=== SOURCE TEXT ===

Jews in the News: Bonni Tischler, Steven Spielberg and Vilmos Gabor

At the Movies: Hit Made in Tampa

“The Infiltrator”, a crime thriller, is based on a real story. In 1986, Federal agent Robert Mazur (Bryan Cranston) went deep undercover to infiltrate Pablo Escobar’s drug trafficking gang by posing as slick, money-laundering businessman. The case he helped build lead to the indictment of 85 drug lords and corrupt bankers. It also led to the collapse of the BCCI bank, one of the largest money laundering banks in the world. Co-stars include Amy Ryan as the BONNI TISCHLER, who was Mazur’s boss in the Federal Customs Service Tampa, Florida office. (Opens July 15)

Tischler, who died of breast cancer in 2005, age 60, was a pioneering woman in federal law enforcement.Born in New York, she was raised in Hollywood, Florida. She started as a sky marshal and rose to be a top national Customs Service official before retiring in 2002.  She told the Washington Post in 1987 that her parents were horrified when she became a sky marshal:  "My mother always said that nice Jewish girls don't go into law enforcement.” I should add that “Infiltrator” is based on Mazur’s account of his undercover work and he had a tense relationship with Tischler and they differed, later, on “what went down”. So the film may depict her from his, possibly not true, perspective.

The advance “Infiltrator” review by “Variety” is a total rave, praising Cranston, the screenplay, and BRAD FURMAN, 41, the director. Furman, who had been directing small films and ads for about ten years, got his big break in 2007 when he helmed “The Take”, a taunt crime thriller. He followed up with “The Lincoln Lawyer”, (2011) a hit legal thriller. When he first decided to go into filmmaking, his mother, ELLEN FURMAN, now 67, asked him to re-consider and find “something more stable.” His mother was then a practicing attorney and his father still practices law. Well, his mother wrote “The Infiltrator” screenplay!  Mother and son told the Tampa Tribune that they had written 10 films over the years, but none sold. But after Ellen retired, she had more time to hone her writing and she turned out a script for “The Infiltrator” which Variety called “ingeniously layered”. A Tampa film professor told the "Tribune" that he couldn’t think of another instance in which a mother wrote a film that her son directed. By the way, Ellen’s late mother was a president of the National Council of Jewish Women.

===

:: TASK DIRECTIONS ::
Please answer from the article on "The Infiltrator" above: who wrote the film's screenplay?

=== EXTRACTED ENTRIES ===

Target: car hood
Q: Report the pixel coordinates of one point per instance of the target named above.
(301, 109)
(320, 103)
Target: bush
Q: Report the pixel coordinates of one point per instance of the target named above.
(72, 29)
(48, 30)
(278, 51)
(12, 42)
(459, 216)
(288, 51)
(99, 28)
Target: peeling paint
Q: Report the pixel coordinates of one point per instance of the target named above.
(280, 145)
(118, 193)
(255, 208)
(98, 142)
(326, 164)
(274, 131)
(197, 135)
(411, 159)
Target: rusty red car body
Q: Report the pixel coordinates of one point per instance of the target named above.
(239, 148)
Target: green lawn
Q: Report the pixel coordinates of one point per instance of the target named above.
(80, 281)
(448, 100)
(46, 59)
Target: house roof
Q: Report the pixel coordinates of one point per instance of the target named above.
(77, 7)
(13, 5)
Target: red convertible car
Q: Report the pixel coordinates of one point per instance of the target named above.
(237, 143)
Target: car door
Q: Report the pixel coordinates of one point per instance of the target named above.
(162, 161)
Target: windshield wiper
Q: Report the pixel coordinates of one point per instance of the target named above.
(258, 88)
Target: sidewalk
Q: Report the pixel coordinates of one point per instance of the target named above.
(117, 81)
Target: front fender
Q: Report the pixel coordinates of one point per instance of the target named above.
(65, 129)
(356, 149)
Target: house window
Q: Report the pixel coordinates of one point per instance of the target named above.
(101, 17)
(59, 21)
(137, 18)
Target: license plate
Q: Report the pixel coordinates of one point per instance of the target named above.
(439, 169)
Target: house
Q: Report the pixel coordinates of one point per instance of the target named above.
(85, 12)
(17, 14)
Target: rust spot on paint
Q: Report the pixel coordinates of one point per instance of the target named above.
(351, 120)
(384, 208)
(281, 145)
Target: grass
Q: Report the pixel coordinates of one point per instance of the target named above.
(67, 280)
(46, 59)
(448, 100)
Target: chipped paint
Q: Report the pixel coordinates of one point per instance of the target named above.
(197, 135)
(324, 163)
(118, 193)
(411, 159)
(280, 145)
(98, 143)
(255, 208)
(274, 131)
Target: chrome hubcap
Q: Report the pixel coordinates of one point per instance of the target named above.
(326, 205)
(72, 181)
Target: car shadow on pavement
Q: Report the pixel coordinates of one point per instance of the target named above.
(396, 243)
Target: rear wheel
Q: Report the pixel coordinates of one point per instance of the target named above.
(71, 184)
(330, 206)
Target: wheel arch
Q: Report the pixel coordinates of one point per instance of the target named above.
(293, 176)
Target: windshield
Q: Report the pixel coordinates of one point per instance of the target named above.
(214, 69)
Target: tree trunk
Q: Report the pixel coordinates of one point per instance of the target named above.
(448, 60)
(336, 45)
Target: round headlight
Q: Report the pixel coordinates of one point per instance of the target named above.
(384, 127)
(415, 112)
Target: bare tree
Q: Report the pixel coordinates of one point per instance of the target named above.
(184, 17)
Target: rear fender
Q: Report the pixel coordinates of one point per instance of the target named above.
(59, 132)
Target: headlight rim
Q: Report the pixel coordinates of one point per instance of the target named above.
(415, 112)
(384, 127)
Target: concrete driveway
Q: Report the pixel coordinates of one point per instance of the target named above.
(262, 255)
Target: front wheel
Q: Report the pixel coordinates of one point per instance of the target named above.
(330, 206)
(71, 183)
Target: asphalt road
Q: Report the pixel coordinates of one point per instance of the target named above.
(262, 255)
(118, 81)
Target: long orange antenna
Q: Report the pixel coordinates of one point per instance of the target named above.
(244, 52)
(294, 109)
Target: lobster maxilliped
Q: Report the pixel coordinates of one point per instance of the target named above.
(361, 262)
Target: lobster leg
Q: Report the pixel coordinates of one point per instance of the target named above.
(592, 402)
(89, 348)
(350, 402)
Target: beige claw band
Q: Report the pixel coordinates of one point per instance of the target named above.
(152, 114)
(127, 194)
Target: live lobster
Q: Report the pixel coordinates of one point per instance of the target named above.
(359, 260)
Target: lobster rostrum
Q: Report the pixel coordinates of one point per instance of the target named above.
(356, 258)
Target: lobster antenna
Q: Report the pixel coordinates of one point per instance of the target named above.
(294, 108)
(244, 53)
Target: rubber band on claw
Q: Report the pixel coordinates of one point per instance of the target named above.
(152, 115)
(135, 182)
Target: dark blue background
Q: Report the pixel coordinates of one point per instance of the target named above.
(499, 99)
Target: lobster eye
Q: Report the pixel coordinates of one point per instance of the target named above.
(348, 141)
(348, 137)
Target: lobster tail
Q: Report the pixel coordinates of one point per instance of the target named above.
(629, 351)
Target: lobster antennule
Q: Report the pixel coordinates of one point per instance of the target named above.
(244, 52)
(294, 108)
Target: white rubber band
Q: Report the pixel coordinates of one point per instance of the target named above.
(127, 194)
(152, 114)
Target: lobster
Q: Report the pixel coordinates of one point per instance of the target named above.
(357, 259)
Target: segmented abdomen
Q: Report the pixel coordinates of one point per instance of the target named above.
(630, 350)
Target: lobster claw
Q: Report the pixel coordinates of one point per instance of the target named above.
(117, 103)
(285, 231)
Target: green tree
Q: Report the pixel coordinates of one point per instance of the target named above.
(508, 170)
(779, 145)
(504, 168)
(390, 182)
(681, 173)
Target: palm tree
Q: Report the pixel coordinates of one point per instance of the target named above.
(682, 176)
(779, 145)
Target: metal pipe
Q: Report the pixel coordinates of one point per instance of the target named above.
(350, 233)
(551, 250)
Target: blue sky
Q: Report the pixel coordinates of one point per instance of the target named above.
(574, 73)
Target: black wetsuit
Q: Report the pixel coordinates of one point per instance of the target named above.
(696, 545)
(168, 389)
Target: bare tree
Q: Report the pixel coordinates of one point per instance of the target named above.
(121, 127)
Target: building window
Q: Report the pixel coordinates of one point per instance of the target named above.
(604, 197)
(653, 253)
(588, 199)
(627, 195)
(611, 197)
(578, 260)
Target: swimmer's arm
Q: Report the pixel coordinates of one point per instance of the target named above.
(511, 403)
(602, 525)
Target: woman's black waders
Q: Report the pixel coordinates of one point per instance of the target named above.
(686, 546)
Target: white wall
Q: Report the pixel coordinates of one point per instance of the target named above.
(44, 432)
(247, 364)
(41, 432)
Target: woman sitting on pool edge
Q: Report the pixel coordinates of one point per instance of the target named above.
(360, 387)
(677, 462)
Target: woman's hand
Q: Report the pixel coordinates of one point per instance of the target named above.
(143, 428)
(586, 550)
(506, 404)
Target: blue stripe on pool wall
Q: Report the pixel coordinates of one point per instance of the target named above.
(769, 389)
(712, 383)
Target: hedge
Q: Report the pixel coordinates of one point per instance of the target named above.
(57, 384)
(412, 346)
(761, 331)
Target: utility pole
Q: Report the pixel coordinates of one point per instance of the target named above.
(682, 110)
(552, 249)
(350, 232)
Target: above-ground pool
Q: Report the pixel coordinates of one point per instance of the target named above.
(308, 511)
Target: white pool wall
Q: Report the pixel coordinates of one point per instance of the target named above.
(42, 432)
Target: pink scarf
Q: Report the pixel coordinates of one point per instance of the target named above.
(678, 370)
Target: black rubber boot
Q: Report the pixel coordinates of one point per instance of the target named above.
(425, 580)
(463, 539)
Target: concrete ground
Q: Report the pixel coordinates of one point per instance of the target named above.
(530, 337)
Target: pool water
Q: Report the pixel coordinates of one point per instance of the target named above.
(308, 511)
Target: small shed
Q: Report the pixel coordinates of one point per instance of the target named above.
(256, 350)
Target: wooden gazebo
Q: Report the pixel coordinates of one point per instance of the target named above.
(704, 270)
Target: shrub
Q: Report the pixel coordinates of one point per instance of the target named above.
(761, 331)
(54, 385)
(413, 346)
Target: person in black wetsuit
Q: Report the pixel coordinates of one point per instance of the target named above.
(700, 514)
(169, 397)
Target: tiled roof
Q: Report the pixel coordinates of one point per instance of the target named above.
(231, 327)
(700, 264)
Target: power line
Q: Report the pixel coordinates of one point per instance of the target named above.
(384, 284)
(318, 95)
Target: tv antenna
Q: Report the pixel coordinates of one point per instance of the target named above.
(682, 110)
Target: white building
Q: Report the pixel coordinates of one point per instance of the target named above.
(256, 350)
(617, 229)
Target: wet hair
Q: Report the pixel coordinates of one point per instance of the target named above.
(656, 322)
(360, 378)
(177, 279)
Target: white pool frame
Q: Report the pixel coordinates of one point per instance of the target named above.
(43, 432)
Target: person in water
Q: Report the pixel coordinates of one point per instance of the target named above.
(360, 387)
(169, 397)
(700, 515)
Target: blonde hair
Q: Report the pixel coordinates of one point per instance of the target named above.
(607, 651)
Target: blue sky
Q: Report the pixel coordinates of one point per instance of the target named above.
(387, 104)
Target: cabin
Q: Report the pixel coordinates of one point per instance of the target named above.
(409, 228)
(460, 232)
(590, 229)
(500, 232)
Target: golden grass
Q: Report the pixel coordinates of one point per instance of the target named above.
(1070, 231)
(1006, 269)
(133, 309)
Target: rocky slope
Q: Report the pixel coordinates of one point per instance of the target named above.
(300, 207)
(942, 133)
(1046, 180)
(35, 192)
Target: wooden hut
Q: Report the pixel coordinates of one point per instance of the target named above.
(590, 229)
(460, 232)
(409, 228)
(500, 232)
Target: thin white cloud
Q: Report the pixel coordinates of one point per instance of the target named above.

===

:: SOLUTION FOR THIS EXERCISE ::
Ellen Furman, the director Brad Furman's mother, wrote the screenplay.